Stored data entries:
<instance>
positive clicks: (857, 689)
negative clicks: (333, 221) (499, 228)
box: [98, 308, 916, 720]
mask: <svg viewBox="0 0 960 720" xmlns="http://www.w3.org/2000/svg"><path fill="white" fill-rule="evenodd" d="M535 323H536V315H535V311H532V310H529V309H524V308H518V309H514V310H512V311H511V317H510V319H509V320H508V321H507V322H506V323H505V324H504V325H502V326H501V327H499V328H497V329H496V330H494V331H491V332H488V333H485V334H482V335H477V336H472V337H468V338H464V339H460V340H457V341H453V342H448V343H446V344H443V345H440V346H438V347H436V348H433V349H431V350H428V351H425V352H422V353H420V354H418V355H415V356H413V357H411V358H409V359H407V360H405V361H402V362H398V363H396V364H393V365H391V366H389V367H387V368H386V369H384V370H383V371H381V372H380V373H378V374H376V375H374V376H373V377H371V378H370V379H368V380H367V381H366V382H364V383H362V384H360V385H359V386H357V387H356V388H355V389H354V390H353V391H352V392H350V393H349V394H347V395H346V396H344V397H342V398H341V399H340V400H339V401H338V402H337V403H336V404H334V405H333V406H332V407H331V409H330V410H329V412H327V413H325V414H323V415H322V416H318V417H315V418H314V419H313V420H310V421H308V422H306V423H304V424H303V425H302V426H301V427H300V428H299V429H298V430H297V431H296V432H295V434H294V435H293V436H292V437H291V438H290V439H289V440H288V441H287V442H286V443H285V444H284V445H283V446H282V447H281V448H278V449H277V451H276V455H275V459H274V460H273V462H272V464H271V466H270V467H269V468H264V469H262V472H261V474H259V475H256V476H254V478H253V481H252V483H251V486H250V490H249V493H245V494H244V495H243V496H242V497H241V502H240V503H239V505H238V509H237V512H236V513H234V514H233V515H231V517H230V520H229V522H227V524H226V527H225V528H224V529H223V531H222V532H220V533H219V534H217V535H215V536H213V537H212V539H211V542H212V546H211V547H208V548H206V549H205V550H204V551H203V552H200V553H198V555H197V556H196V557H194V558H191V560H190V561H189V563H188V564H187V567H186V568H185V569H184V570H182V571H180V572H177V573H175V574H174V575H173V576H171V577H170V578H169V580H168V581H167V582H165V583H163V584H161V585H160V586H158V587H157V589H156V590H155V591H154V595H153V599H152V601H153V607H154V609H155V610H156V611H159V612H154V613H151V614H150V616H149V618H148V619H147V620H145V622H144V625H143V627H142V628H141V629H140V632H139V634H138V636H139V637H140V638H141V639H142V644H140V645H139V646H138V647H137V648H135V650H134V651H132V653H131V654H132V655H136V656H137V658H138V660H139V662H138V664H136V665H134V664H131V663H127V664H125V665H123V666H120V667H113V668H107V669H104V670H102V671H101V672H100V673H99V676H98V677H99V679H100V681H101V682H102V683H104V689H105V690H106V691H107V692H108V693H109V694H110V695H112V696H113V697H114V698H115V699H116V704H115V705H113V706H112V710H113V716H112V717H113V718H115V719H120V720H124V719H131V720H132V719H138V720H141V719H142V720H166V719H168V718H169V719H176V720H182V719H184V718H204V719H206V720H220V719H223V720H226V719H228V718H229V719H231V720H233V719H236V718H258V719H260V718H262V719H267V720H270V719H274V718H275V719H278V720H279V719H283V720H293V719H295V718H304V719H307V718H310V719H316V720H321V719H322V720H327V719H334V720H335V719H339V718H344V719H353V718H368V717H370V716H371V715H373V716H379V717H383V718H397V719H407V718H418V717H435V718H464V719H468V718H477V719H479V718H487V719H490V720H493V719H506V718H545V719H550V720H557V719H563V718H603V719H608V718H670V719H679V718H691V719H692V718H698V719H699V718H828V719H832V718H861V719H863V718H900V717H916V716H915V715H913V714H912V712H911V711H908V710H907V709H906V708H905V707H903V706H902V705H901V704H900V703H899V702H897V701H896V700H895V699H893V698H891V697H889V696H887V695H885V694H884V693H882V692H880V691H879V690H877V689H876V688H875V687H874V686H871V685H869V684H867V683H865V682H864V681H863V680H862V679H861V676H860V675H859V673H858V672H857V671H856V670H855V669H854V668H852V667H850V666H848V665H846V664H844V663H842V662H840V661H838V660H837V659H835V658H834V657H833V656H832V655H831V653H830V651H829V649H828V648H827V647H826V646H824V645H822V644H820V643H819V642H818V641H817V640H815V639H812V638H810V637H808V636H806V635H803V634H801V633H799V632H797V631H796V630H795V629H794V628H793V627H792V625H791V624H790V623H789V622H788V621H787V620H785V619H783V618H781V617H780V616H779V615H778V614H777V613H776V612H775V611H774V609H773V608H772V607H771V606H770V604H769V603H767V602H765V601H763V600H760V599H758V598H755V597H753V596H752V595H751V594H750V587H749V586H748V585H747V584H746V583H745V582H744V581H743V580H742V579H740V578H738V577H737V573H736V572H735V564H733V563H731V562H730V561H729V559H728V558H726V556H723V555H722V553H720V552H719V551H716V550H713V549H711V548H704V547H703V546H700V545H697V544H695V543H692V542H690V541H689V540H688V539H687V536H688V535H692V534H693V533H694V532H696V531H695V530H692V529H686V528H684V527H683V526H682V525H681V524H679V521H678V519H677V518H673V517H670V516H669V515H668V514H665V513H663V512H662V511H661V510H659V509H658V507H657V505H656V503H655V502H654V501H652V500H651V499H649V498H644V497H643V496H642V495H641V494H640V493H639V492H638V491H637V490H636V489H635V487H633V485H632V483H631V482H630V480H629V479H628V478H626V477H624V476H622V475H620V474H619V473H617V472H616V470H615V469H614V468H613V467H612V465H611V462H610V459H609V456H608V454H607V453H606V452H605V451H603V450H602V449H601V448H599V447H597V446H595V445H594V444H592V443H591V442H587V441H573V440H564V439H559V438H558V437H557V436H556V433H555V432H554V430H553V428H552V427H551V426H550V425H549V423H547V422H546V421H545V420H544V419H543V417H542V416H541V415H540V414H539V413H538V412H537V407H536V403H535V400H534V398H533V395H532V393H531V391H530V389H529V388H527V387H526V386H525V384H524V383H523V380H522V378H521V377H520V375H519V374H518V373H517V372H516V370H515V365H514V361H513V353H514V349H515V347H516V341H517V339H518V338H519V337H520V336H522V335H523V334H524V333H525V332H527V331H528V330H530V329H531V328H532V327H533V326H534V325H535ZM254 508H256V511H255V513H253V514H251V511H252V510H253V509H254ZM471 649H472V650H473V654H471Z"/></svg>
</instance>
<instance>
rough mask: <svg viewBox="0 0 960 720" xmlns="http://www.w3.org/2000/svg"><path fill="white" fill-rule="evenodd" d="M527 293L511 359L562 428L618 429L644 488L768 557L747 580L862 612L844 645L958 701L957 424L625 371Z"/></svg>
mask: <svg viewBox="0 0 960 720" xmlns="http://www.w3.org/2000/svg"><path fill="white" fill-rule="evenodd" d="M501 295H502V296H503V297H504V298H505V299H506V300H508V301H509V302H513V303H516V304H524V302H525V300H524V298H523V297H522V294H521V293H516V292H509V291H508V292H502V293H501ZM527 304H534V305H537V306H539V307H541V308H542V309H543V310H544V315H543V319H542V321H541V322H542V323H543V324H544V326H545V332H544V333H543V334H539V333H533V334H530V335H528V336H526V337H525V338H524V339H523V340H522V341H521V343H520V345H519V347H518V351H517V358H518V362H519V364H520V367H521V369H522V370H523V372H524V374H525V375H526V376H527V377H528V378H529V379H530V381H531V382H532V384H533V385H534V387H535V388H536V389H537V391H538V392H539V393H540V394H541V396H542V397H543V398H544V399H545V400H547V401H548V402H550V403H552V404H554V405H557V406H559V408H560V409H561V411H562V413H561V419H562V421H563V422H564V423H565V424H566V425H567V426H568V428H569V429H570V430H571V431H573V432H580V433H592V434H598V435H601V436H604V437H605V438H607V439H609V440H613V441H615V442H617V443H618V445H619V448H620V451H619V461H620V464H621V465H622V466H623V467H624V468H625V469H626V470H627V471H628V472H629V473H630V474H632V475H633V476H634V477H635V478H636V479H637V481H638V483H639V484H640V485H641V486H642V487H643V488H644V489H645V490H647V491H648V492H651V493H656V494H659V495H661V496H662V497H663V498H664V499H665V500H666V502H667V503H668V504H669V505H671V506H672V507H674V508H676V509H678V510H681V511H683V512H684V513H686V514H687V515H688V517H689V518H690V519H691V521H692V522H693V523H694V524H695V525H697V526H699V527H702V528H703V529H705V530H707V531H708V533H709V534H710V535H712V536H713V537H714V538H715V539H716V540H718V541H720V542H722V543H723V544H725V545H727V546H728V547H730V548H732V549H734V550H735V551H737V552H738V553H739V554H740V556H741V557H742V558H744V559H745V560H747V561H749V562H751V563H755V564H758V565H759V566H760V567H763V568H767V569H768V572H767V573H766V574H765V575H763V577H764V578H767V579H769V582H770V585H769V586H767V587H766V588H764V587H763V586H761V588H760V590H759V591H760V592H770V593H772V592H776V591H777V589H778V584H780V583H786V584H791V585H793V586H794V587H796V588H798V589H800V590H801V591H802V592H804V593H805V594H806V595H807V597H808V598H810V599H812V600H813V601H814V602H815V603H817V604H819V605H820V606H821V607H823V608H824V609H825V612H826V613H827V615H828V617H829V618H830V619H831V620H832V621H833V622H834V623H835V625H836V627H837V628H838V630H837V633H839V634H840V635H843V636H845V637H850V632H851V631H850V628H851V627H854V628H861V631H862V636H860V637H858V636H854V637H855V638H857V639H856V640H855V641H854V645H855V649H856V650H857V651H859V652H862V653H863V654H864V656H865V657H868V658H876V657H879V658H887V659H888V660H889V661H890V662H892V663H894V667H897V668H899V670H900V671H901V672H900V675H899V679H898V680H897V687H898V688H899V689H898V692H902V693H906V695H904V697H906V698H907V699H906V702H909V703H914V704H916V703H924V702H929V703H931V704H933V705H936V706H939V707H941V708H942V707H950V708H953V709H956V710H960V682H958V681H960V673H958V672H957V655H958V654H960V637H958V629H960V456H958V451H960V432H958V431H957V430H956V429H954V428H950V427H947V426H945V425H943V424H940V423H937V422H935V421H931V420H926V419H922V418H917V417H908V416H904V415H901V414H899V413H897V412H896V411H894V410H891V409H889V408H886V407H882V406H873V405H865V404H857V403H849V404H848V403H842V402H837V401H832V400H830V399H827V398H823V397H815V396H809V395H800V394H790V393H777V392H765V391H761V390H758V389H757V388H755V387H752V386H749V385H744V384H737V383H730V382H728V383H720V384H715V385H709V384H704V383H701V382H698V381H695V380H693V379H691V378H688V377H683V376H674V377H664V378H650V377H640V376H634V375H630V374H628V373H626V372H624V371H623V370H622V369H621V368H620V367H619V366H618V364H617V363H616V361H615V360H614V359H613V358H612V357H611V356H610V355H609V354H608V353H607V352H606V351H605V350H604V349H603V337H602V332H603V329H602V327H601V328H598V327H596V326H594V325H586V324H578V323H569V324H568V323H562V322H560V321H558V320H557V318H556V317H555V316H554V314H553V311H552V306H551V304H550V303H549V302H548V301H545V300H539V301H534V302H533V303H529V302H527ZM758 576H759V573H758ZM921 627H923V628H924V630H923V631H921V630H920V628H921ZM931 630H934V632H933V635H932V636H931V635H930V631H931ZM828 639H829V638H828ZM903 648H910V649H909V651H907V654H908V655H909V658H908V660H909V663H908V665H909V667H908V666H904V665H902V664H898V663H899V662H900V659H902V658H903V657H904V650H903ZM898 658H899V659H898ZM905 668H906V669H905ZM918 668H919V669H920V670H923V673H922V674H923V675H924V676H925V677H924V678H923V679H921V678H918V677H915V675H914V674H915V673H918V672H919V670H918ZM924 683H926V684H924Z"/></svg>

### Work to be completed
Both the first line of the data above and the line with "negative clicks: (333, 221) (499, 228)" must be included; please return exactly those lines and the ones between them.

### Finished exercise
<instance>
positive clicks: (857, 689)
negative clicks: (333, 221) (499, 228)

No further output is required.